Task brief
Repeat all of the data exactly. Leave nothing out.

Input material
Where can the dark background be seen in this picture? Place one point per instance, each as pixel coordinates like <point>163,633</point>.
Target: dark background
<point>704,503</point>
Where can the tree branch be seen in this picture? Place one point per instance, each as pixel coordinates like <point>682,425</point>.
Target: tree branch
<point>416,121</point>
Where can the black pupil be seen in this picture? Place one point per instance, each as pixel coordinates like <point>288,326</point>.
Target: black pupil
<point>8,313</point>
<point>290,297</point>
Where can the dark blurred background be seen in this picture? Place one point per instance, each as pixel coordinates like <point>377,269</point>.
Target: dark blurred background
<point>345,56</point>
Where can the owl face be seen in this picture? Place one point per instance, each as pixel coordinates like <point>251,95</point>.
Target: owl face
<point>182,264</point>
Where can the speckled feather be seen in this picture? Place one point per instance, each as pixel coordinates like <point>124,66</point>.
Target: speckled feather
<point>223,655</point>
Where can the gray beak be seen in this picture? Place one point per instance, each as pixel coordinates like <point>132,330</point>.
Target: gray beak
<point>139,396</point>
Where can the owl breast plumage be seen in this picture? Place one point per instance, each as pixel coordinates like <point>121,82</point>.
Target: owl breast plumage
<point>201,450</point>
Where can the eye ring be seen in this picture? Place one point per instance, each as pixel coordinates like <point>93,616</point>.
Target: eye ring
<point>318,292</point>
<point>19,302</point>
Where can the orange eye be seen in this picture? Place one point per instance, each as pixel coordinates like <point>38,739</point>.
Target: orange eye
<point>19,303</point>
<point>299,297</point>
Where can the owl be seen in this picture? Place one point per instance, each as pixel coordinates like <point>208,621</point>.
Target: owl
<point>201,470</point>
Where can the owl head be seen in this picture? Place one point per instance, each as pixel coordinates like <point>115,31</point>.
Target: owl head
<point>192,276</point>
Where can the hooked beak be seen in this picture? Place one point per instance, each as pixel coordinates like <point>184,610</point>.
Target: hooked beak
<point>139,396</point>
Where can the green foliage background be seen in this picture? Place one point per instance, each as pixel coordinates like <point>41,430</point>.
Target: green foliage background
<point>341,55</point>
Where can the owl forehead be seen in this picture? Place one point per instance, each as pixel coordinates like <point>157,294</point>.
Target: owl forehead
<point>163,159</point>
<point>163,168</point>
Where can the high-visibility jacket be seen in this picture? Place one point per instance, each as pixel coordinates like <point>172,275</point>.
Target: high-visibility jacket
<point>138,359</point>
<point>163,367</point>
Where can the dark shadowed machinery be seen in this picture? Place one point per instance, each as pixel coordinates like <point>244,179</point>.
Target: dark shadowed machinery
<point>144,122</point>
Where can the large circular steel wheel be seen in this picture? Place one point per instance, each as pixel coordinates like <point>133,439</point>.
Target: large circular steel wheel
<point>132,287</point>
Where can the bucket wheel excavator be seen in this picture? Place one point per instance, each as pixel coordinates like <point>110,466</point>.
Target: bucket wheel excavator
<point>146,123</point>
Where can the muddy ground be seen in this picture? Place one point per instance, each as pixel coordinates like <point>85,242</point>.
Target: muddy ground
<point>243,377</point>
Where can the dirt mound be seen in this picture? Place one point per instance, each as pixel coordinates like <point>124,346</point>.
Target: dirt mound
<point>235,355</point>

Response to the task
Where can the dark background be seen in this picture? Place one point per instance, each as pixel coordinates like <point>163,633</point>.
Target: dark background
<point>704,503</point>
Where can the tree branch be seen in this picture? Place one point per instance, each as pixel coordinates like <point>682,425</point>.
Target: tree branch
<point>416,121</point>
Where can the black pupil be seen in this picture? Place one point per instance, each as pixel coordinates like <point>288,326</point>.
Target: black pupil
<point>8,313</point>
<point>290,297</point>
Where can the dark blurred background be seen in this picture? Place one point per instance, each as pixel coordinates like <point>377,269</point>.
Target: dark blurred background
<point>345,56</point>
Where can the owl face be seen in this picture? Place one point per instance, each as pixel coordinates like <point>251,95</point>.
Target: owl face
<point>182,264</point>
Where can the speckled feather be seen in this picture? Place one point per instance, each as pixel coordinates like <point>124,66</point>.
Target: speckled feather
<point>223,655</point>
Where can the gray beak be seen in this picture? Place one point per instance, each as pixel coordinates like <point>132,330</point>.
Target: gray beak
<point>139,396</point>
Where can the owl breast plumage be seen in this picture? Place one point per instance, each as pixel coordinates like <point>121,82</point>.
Target: owl breast plumage
<point>201,450</point>
Where can the eye ring be seen in this picture? Place one point per instance, each as pixel coordinates like <point>93,616</point>.
Target: eye ring
<point>318,292</point>
<point>19,302</point>
Where can the orange eye be seen in this picture? Place one point per instance, each as pixel coordinates like <point>38,739</point>.
Target: orange eye
<point>19,303</point>
<point>299,297</point>
Where can the owl be seen in this picture? Place one point per instance, each as pixel coordinates like <point>208,621</point>.
Target: owl
<point>201,470</point>
Where can the owl head be seen in this picture? Place one point per instance, each as pixel coordinates like <point>115,31</point>.
Target: owl head
<point>192,276</point>
Where can the hooked beak be seen in this picture? Place one point per instance, each as pixel coordinates like <point>184,610</point>.
Target: hooked beak
<point>139,396</point>
Where can the green foliage background be seen in this picture? Place one point per instance, each as pixel coordinates like <point>41,430</point>.
Target: green foliage background
<point>341,55</point>
Where can the owl forehead be seen in this picture? Place one point per instance, each as pixel coordinates like <point>157,294</point>.
Target: owl forehead
<point>163,159</point>
<point>163,168</point>
Where can the high-visibility jacket be seen in this picture? Place one point per instance, each as pixel coordinates like <point>172,275</point>.
Target: high-visibility jacket
<point>138,359</point>
<point>163,367</point>
Where can the dark shadowed machinery be seen in this picture? Place one point per instance, each as pixel coordinates like <point>244,179</point>.
Target: dark shadowed machinery
<point>144,122</point>
Where can the large circular steel wheel be seen in this picture? Place one point per instance, each as pixel coordinates like <point>133,439</point>.
Target: large circular steel wheel
<point>132,287</point>
Where can the bucket wheel excavator be seen in this picture? Place one point per instance, each as pixel coordinates like <point>110,466</point>.
Target: bucket wheel excavator
<point>146,123</point>
Where can the muddy ground be seen in this picture? Place one point per instance, each as pixel coordinates like <point>85,242</point>.
Target: muddy ground
<point>243,377</point>
Where can the dirt mound be seen in this picture? Place one point per instance, each as pixel coordinates like <point>124,346</point>.
Target: dirt mound
<point>235,355</point>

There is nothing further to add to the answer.